** Assigned task **
Starting at the first line of the records below, transcribe each line exactly, ending with the line that contains "# annotate each instance of the foal's tail".

[Start of Attachment]

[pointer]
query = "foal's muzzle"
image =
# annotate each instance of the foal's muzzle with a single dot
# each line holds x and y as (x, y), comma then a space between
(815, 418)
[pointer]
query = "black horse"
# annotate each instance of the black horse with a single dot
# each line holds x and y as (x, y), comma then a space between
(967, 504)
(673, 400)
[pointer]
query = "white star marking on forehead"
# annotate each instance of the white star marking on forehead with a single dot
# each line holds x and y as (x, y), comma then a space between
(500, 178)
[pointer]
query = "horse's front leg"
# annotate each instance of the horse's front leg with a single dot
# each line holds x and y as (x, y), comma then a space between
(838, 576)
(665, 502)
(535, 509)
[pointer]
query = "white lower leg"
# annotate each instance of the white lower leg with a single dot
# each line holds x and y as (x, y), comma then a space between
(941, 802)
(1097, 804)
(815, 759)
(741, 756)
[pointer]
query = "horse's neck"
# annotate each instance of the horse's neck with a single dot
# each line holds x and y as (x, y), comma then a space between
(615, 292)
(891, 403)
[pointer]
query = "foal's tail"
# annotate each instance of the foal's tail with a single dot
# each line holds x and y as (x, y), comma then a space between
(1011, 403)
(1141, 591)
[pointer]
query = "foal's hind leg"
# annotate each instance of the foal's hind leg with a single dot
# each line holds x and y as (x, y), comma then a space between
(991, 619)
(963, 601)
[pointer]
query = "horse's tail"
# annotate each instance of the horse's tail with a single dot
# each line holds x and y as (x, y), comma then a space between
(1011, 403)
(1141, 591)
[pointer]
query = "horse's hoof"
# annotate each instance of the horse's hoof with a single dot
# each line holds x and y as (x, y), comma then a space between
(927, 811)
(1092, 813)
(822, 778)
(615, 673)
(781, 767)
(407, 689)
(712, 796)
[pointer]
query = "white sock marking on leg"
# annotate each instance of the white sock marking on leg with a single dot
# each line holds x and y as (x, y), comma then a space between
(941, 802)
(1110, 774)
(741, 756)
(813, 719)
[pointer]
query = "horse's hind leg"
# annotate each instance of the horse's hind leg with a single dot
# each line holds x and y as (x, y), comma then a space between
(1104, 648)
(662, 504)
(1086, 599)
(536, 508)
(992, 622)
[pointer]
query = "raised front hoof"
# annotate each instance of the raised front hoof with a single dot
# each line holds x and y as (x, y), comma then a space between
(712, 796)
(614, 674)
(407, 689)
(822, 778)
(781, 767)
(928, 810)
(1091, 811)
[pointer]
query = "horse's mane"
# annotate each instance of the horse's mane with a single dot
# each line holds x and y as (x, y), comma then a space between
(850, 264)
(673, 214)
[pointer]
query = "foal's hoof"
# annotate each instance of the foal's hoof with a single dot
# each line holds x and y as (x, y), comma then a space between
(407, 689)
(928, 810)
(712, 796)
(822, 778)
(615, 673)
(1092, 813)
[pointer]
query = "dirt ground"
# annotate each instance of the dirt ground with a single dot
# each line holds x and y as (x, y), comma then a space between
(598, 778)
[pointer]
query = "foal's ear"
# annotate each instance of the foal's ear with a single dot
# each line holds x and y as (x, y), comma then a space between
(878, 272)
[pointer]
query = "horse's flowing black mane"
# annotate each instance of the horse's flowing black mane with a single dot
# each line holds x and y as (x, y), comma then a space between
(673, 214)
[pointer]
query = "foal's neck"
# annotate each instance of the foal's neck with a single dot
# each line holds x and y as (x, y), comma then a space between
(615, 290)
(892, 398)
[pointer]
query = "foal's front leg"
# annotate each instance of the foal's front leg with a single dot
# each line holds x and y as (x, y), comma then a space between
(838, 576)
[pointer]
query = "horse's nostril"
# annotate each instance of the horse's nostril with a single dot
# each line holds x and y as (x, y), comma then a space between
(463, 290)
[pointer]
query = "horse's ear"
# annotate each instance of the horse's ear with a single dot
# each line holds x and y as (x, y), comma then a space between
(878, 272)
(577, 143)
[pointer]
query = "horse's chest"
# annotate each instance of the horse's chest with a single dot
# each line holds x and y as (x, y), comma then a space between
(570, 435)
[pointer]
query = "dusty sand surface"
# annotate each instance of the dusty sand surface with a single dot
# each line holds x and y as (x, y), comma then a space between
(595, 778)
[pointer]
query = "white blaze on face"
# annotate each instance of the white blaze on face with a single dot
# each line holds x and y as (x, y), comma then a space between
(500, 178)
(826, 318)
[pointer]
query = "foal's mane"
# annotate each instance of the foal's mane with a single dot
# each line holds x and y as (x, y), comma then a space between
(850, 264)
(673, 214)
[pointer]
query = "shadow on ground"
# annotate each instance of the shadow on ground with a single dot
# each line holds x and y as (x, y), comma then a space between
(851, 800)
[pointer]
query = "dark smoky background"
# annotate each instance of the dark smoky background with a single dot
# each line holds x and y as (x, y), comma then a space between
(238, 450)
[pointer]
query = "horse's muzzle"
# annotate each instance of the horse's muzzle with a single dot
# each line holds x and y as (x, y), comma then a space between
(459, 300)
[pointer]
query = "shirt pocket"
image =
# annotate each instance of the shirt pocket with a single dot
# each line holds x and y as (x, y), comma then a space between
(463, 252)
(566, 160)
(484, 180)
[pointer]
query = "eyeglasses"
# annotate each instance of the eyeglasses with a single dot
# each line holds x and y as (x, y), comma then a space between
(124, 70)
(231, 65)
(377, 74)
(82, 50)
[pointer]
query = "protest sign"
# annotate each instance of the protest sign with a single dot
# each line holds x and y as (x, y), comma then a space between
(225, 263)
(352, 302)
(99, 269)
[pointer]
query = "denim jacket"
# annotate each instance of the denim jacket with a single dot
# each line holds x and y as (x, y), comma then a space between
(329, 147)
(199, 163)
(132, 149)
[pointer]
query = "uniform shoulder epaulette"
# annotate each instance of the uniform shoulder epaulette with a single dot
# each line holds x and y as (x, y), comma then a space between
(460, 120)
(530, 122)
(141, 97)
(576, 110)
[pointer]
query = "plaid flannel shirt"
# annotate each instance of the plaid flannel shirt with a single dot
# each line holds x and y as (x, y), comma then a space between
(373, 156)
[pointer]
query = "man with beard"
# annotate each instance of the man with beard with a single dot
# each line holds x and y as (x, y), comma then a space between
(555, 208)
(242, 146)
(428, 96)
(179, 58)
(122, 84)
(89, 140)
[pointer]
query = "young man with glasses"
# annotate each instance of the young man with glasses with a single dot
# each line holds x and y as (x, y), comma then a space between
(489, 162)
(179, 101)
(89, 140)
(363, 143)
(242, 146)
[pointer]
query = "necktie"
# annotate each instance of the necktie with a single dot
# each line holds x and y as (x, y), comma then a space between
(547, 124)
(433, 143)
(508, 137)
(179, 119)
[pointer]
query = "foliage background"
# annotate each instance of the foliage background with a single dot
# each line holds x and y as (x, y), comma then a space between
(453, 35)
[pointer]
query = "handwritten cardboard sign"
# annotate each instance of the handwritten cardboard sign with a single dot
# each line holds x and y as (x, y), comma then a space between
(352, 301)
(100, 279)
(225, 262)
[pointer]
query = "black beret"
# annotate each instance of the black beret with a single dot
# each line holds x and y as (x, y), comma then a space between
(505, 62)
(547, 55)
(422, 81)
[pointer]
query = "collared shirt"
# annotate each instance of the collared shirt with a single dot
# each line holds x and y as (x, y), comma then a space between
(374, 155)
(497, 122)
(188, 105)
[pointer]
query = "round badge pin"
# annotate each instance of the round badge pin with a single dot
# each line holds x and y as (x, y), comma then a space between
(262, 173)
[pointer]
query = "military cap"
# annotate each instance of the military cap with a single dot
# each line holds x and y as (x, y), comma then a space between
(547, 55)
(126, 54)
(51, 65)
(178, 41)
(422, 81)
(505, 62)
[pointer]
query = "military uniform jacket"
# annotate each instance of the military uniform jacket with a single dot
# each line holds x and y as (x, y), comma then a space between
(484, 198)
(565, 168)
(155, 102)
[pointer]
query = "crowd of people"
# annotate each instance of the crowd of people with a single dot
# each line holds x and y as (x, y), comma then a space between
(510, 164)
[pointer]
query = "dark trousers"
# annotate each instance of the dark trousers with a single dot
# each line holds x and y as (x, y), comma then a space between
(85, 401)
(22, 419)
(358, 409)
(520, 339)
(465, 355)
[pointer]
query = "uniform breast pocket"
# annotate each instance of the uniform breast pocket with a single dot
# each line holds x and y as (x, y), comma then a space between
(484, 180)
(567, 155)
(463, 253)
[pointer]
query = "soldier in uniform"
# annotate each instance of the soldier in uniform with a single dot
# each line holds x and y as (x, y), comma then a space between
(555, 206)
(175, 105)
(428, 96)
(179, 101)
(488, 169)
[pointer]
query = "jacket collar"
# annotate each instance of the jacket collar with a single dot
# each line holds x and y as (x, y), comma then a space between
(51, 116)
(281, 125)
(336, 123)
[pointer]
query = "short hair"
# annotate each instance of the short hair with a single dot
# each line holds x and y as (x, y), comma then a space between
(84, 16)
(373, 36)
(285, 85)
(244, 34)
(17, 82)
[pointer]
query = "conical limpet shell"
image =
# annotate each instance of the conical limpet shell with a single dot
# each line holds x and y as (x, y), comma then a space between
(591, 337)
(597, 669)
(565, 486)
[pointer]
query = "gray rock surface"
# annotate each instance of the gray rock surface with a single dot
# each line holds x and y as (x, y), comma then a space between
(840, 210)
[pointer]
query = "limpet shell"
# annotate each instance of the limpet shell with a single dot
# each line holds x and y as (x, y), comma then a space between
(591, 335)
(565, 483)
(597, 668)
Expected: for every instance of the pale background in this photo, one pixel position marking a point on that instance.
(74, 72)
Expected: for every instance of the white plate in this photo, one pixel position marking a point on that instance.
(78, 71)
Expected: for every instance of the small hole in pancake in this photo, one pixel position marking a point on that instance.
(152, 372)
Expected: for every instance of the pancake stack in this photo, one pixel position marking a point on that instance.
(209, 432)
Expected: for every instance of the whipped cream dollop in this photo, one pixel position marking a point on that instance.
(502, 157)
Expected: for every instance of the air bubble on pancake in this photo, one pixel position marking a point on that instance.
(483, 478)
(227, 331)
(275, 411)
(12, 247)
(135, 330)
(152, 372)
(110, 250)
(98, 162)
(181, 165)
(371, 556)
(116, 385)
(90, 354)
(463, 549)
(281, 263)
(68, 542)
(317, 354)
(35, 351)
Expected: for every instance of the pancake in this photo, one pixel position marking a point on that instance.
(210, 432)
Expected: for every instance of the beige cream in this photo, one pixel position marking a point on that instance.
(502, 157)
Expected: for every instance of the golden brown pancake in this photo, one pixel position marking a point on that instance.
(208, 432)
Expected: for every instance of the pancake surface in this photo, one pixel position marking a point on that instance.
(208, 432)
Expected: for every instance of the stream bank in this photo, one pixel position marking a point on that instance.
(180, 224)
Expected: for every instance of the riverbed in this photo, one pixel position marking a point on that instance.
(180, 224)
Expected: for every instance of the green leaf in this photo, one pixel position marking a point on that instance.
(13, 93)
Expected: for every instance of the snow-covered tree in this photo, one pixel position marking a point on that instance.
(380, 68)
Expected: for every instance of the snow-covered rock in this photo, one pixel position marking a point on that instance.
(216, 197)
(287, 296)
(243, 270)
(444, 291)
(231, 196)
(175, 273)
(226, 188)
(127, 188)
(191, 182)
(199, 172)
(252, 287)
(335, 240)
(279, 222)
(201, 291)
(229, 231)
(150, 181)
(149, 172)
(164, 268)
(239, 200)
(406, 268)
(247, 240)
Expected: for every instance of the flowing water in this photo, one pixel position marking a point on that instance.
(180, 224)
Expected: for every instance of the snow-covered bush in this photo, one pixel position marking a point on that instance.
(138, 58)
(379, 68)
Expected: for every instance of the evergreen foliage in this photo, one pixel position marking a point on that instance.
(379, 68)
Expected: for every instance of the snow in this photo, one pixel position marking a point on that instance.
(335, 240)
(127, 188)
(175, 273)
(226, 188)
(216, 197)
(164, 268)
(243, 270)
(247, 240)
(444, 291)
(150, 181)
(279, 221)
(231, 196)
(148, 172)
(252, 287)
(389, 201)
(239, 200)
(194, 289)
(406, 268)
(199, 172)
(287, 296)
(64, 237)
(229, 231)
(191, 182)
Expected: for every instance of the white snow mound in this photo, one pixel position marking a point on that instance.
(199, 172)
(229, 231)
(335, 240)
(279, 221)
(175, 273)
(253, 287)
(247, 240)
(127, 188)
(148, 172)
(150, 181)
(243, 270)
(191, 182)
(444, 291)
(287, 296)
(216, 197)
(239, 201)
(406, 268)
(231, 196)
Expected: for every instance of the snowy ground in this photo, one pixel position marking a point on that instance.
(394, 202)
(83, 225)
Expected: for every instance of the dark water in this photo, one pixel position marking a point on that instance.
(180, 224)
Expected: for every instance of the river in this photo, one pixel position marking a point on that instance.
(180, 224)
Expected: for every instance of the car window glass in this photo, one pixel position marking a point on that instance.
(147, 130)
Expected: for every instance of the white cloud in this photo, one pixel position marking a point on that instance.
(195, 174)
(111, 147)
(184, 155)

[End of Attachment]

** Task result **
[pointer]
query = "foal's muzzle"
image =
# annotate each instance of the foal's muzzle with a single dot
# each line holds x and y as (x, y), comma then a space between
(815, 418)
[pointer]
query = "black horse"
# annotate each instance of the black horse with a single dot
# each line holds x and y as (x, y), comma then a space between
(967, 504)
(673, 400)
[pointer]
query = "white star marking on forehead"
# annotate each instance of the white star marking on forehead with a single dot
# each line holds x and y as (x, y), comma then a space between
(500, 178)
[pointer]
query = "horse's front leg"
# annotate each instance of the horse's front leg with a single dot
# each line holds x and y as (x, y), comma then a space between
(838, 576)
(665, 502)
(535, 509)
[pointer]
query = "white lower leg"
# annotate each instance of the white lower leg with a single dot
# each line holds x and y as (x, y), comma then a space between
(941, 802)
(1097, 804)
(815, 759)
(741, 756)
[pointer]
query = "horse's neck"
# annotate each instance of the horse's neck with a single dot
# each line holds x and y as (x, y), comma then a space between
(615, 292)
(891, 403)
[pointer]
query = "foal's tail"
# annotate each instance of the foal's tail with a single dot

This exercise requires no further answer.